# EXTRACTED TEXT start

Data Filepath Flag

Hello, I’m converting a project to guild and I have a question about setting a filepath as a flag.

At the top of my training script I have a variable data_fp = “…/…/data/dtype2/processed_data.npy”
before this was a guild project I was just cutting and pasting different filepaths when I want to train the model on new data but now I want to be able to set it as a flag.

When I try to run this with guild I get an error because it doesn’t see that path. Is there a way to do set this up so that the script can see the data from the /run directory?

Also, currently my folder structure is like this and my guild file is :

proj/
  data/
    dtype1/
      raw_data.npy
    dtype2/
      processed_data.npy
  scripts/
    guild.yml
    data_processing/
      process_data.py
    model/
      train.py
      ...

The easiest way is to make the data directory available to the run using a dependency.

# guild.yml

test:
  requires:
    - file: data

Then define a flag that uses the relative path to the file. E.g.

# test.py

data = "data/bar.txt"
print(open(data).read())

# EXTRACTED TEXT end
# SUPPLIED DATA start

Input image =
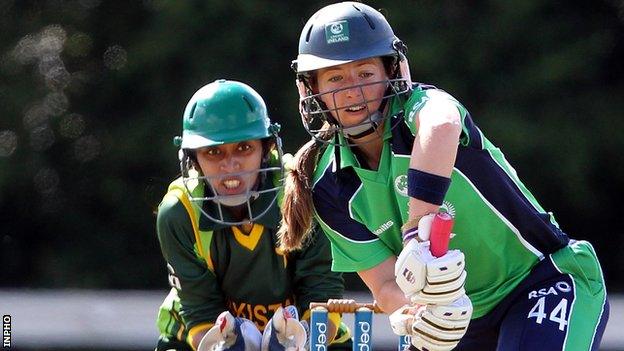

# SUPPLIED DATA end

- _EXERCISE SET_:
1. According to the thread on the data filepath flag, what is the easiest way to make the data directory available to the run?
2. From the thread on the data filepath flag, reproduce the passage that begins at the words "Data Filepath Flag" and stops after the words "it as a flag.".
3. Continue the thread on the data filepath flag from the point where it stops.
The lines are unrelated to the forum thread on the data filepath flag.

- _TASK-BY-TASK RESULTS_:
1. Use a dependency, declaring the data directory as a required file in guild.yml.

2.
Data Filepath Flag

Hello, I’m converting a project to guild and I have a question about setting a filepath as a flag.

At the top of my training script I have a variable data_fp = “…/…/data/dtype2/processed_data.npy”
before this was a guild project I was just cutting and pasting different filepaths when I want to train the model on new data but now I want to be able to set it as a flag.

3.
A working example of this is here:

There are a couple other approaches that occur to me but lets start with this one as it’s the most straight forward. If you run into issues or have questions, just ask here and we can work through them.

I just changed the guild file to look like this but it isn’t working yet. This is what the guild file looks like now.

train:
  description: Train a flow model based on a data file and optionally save the parameters
  main: scripts/flow_model/optim_flow_model
  flags-dest: globals
  flags-import: all
  requires:
    - file: data/saved_npy

That will create saved_py in the run directory. You can confirm this by running:

guild ls

That’s a good way to see what Guild creates in the run directory. Your script runs in that location, so if it can’t find something, it’s either because it’s not there or your script expects it in another location.

You have a few options:

  1. Just link to the data directory (omit saved_npy) — this will make the entire data tree available. Currently Guild symlinks to the directory so you’re not copying any files there.
train:
  requires:
    - file: data
  1. Specify a target-path of data so that the saved_npy directory is accessible as data/saved_npy.
train:
  requires:
    - file data/saved_npy
      target-path: data
  1. Modify your script to look in saved_npy.

If you’re running into another issue, what is the error message you’re getting?

I went with option two and it worked, thanks for your help!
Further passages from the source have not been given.